Having access to previously generated tokens is not data leakage. An autoregressive generative model always is conditioned on past generated codes, so Visit-based causal modeling (where you mask out previous generated codes in the same visit) is obviously going to hurt model performance because model has to unconditionally generate codes without knowing which ones it already generated for the visit.
- Insufficient Evaluation metrics for EHR data
The evaluation metrics used only assess similar marginal distributions of codes, which implies that ROUGE-1 is really not a clinically appropriate metric for assessing EHR generated data quality since it ignores sequential order. While BERTScore does implicitly capture sequential ordering in the contextual embeddings there should be additional metrics that explicitly evaluate sequential order in the medical context, such as metrics that consider the temporal relationships between generated medical events in different visits reflecting the real ordering across visits.
Presentation issues
Please make the legend in Figure 3 clearer, and make concise names for the tokenization methods, that you can use in the legend. You should clarify what the ptile binning strategy is. I had to check the appendix and the intro to understand that you did some custom percentile binning, which is great, but should be clearer in the main text and you should give a systematic discussion of that these percentil binning strategies are and why they were chosen (per weakness 5).

Problem 1: In the review excerpt, write out the passage starting at "- Insufficient Evaluation" and ending at "ordering across visits.", substituting "electronic health record" for each "EHR".
Problem 2: According to the review excerpt, what does ROUGE-1 ignore that makes it a poor metric for EHR generated data quality?

Source data:
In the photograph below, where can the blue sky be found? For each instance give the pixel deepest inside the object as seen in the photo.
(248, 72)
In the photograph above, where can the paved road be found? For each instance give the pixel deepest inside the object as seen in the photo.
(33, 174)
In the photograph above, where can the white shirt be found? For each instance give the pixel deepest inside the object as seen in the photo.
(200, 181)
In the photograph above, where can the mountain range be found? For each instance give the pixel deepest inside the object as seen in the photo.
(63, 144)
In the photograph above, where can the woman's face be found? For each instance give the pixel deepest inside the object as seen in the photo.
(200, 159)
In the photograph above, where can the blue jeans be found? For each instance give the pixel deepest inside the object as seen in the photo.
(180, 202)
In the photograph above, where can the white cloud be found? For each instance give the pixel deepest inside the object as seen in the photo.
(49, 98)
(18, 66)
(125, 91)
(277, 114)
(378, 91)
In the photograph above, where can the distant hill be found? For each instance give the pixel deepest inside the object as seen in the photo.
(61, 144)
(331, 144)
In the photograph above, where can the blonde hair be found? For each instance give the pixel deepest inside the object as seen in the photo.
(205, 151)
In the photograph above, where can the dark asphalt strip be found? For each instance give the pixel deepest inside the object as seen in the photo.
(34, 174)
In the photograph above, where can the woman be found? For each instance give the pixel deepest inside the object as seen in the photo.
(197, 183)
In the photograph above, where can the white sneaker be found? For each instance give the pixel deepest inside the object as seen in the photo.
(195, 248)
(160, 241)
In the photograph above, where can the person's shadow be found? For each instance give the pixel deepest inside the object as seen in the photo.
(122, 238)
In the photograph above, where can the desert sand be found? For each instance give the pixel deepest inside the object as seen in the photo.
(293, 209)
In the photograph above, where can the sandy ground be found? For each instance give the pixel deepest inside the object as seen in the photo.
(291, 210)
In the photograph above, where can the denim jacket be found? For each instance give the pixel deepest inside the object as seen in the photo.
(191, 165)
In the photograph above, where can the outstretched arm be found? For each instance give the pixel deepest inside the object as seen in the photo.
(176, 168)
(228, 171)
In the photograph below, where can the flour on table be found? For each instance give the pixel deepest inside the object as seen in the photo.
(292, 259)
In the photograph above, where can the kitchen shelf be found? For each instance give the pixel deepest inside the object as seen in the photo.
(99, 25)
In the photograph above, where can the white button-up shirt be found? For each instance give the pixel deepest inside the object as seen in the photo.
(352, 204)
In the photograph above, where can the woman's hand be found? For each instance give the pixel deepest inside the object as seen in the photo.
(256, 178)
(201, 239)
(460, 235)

Exercise answer 1:
- Insufficient Evaluation metrics for electronic health record data
The evaluation metrics used only assess similar marginal distributions of codes, which implies that ROUGE-1 is really not a clinically appropriate metric for assessing electronic health record generated data quality since it ignores sequential order. While BERTScore does implicitly capture sequential ordering in the contextual embeddings there should be additional metrics that explicitly evaluate sequential order in the medical context, such as metrics that consider the temporal relationships between generated medical events in different visits reflecting the real ordering across visits.

Exercise answer 2: Sequential order.